(DATA TO PROCESS begins)
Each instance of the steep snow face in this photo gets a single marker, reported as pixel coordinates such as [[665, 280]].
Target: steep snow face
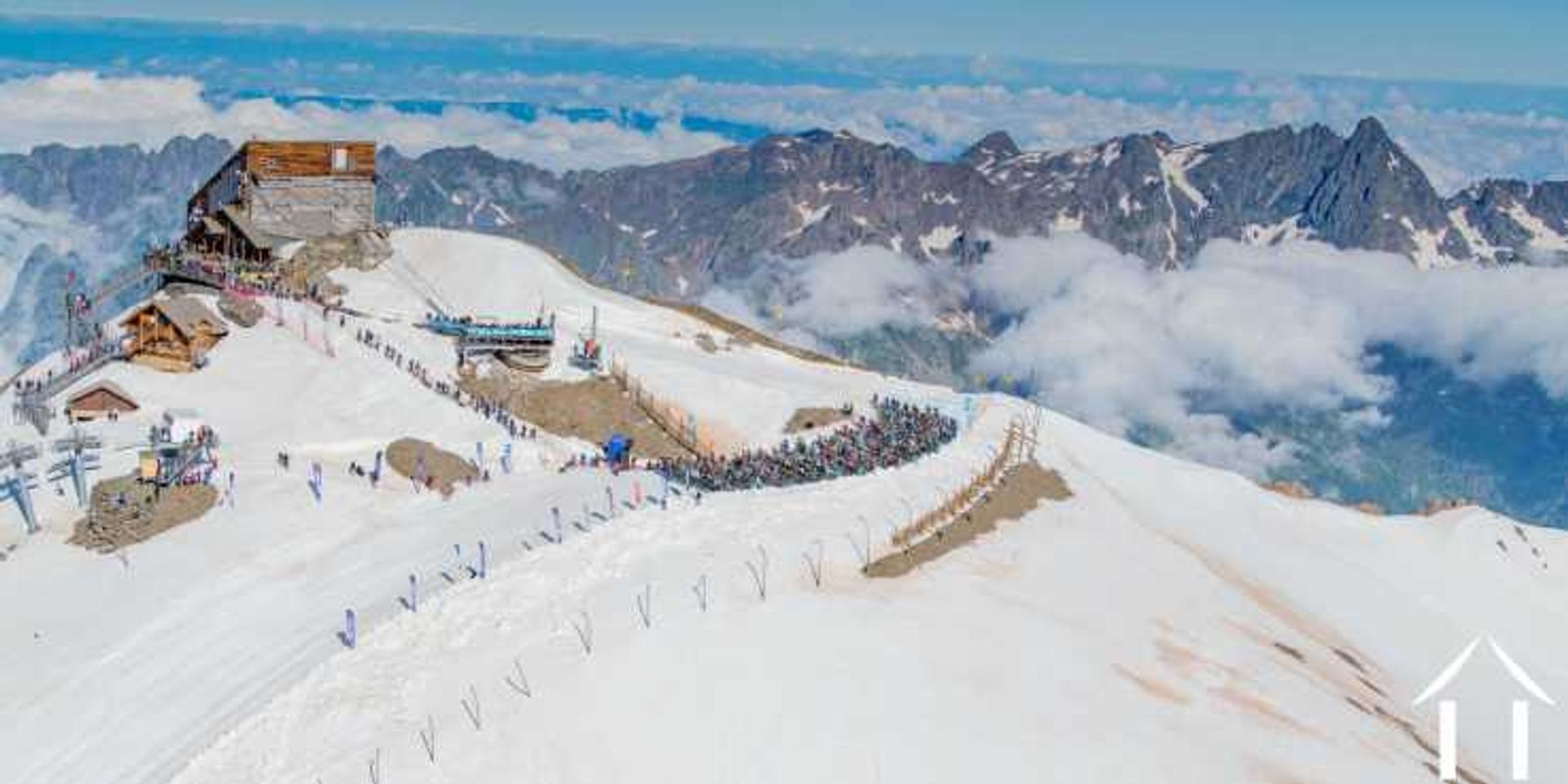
[[206, 623], [1542, 235], [1165, 621], [1167, 618]]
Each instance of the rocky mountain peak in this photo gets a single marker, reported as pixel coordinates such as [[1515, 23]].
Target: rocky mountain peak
[[991, 149]]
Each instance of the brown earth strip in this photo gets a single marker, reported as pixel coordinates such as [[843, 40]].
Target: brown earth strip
[[143, 514], [590, 410], [745, 334], [443, 470], [808, 419], [1019, 490]]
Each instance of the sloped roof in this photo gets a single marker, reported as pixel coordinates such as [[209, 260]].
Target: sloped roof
[[102, 386], [255, 235], [187, 314]]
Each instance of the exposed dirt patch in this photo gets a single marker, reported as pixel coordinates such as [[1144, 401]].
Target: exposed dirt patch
[[240, 310], [1290, 651], [126, 511], [808, 419], [443, 470], [744, 334], [1013, 496], [591, 410]]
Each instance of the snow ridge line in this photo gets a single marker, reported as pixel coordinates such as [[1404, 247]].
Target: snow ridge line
[[1018, 446]]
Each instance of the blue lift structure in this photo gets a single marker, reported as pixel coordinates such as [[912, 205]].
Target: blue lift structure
[[18, 482], [80, 455]]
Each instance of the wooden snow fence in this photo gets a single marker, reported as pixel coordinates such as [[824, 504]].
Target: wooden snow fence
[[1018, 446], [673, 419]]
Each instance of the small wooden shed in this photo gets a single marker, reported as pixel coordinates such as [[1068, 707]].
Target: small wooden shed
[[173, 333], [99, 400]]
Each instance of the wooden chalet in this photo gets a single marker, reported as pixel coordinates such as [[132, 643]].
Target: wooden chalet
[[99, 400], [272, 194], [173, 333]]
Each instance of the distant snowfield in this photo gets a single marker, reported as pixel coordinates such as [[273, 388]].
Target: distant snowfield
[[1167, 623]]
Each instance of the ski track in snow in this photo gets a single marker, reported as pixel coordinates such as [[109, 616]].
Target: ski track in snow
[[1169, 620]]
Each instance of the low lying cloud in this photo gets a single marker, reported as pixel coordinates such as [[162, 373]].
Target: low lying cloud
[[1247, 328], [1172, 354], [83, 109]]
(DATA TO PROCESS ends)
» ASSIGNMENT
Where the line holding "Target: exposed dirt patch" appears in the listing above, start reproducing exactly, and end with the line holding "Each instance of the snow".

» EXERCISE OUTPUT
Target: exposed dirt patch
[[240, 310], [1290, 651], [126, 511], [808, 419], [443, 470], [744, 334], [1013, 496], [591, 410]]
Each instance of the snow ridge line in this photo gets a single marker, reported as pixel coordinates such as [[1404, 247]].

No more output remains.